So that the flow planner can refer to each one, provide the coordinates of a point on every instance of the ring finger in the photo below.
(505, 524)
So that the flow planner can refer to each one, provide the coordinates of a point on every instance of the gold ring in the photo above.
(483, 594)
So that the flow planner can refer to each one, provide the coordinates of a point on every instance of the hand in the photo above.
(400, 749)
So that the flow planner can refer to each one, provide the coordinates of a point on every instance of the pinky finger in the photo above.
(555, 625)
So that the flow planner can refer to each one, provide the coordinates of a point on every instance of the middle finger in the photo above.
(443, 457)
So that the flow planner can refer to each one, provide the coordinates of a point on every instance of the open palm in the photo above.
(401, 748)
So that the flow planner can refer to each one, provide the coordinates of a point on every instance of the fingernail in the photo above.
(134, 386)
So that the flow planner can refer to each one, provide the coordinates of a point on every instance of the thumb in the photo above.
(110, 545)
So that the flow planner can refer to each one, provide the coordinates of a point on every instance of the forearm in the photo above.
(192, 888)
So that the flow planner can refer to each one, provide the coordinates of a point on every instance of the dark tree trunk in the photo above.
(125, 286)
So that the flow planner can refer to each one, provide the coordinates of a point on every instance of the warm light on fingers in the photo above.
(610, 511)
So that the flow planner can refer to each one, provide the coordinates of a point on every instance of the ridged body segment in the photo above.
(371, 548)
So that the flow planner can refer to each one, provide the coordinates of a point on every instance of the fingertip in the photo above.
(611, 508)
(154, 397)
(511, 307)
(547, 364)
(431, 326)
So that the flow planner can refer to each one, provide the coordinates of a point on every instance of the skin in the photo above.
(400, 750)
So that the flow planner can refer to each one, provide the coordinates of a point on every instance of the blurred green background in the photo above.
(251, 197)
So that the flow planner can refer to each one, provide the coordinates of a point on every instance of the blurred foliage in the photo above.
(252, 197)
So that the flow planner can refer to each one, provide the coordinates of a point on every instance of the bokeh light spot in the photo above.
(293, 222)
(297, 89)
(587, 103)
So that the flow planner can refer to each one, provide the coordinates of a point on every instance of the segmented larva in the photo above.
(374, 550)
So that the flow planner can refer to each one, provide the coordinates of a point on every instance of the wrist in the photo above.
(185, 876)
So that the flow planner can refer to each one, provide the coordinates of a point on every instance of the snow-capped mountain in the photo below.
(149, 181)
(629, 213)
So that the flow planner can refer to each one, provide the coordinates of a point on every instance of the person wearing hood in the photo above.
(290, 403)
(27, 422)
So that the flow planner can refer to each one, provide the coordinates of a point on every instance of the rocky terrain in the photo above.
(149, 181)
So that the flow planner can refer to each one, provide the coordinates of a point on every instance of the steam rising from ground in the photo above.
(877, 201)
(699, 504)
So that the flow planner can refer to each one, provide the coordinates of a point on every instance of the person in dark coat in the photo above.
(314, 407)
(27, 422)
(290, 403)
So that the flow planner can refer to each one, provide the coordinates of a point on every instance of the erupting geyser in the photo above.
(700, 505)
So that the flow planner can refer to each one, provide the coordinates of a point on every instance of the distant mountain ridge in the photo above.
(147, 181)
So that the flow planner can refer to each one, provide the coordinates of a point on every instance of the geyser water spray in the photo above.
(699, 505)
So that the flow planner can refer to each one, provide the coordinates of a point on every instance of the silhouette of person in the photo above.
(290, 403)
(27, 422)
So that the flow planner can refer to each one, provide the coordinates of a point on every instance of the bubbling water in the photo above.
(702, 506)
=====
Write out once more the lines above beginning at the line with "coat in the photo above."; continue through the final line and stop there.

So that the flow planner can refer to each one, provide the coordinates of a point on every instance of the person in dark coat in the photo above.
(314, 407)
(27, 422)
(290, 403)
So that the flow planner can refer to each one, provide the coordinates of a point on every instance of the erupting geyser in the photo above.
(700, 505)
So that the flow planner can refer to each one, provide the coordinates of a point on every instance of the distant mountain ridge in the photo above.
(147, 181)
So that the flow planner can refer to each one, provide the coordinates of a point on every instance of the geyser water spray in the photo above.
(699, 505)
So that the flow planner can refer to each one, provide the coordinates of a point on every instance of the silhouette of person in the photo above.
(290, 403)
(27, 422)
So that the flow planner can refer to each one, provide the coordinates of a point on every instance of the bubbling water in the photo above.
(702, 506)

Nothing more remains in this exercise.